Exercise materials ▸
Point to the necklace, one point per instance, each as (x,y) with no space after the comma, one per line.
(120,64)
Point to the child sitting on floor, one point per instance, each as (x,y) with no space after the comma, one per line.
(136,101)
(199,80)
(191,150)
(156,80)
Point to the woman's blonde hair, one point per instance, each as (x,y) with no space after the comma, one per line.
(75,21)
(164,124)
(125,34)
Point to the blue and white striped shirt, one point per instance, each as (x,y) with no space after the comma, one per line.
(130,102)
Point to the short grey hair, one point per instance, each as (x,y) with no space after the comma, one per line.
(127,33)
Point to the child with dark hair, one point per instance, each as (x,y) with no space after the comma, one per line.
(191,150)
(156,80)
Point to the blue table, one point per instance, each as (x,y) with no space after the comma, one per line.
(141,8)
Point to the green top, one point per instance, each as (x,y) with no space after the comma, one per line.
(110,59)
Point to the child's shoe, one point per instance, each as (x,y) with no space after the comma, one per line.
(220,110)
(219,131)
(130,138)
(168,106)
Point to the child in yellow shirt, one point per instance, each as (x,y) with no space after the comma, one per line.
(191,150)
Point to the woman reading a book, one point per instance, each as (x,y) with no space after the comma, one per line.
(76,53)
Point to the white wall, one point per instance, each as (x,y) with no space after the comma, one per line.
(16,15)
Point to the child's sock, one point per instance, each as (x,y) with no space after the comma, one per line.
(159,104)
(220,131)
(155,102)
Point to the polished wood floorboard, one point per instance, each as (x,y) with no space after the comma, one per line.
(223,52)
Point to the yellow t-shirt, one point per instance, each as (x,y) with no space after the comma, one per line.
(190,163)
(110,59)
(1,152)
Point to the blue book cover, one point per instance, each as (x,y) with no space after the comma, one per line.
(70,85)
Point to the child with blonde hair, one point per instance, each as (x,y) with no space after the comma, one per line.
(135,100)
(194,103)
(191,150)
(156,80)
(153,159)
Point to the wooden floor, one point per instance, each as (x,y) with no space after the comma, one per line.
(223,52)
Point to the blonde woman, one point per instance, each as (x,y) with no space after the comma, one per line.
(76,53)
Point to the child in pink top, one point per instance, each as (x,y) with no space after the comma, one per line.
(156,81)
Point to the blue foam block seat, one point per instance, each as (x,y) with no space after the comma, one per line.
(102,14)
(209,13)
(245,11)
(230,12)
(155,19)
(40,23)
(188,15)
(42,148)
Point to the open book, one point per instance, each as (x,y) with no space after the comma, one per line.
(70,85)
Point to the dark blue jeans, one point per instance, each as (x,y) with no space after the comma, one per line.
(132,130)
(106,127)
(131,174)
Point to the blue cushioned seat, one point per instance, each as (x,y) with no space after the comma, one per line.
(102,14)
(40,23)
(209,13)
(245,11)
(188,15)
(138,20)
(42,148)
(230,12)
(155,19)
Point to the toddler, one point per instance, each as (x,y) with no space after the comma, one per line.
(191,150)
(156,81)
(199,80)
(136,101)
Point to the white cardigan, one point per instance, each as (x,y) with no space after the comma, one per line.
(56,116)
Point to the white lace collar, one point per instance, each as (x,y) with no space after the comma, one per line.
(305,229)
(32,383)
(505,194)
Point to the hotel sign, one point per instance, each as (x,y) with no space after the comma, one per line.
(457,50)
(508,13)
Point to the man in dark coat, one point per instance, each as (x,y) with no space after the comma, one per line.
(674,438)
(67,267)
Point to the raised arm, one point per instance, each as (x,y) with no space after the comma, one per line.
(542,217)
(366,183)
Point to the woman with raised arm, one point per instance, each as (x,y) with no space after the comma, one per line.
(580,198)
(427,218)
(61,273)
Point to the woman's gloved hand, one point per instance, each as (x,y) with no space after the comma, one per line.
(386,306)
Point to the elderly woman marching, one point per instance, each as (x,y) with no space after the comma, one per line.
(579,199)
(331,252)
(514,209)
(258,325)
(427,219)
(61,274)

Exercise ▸
Starting with the line that holds "Point to the hotel", copy each remaining line of the listing above exactly, through the last one.

Answer box ▸
Point to the hotel sign, one point per instance, each as (x,y) with no space after the comma, one per line.
(457,50)
(508,13)
Point to the man in dark coat, one point per instance, each as (x,y) with no space after the comma, one per line.
(674,438)
(67,267)
Point to the raised arm, one point per instance, each as (x,y) with no space after the comma, one per line.
(542,217)
(366,183)
Point to the woman with raised arm, one point per instance, each as (x,y) with no space after the comma, one per line.
(580,198)
(427,218)
(61,273)
Point to the woman's gloved hand, one point per instance, each as (x,y) with no space after the comma, one per line.
(386,306)
Point to the elderly woman marching, one point per instance, each as (x,y) with no space after the comma, one per line.
(579,199)
(331,252)
(514,209)
(258,325)
(427,219)
(61,274)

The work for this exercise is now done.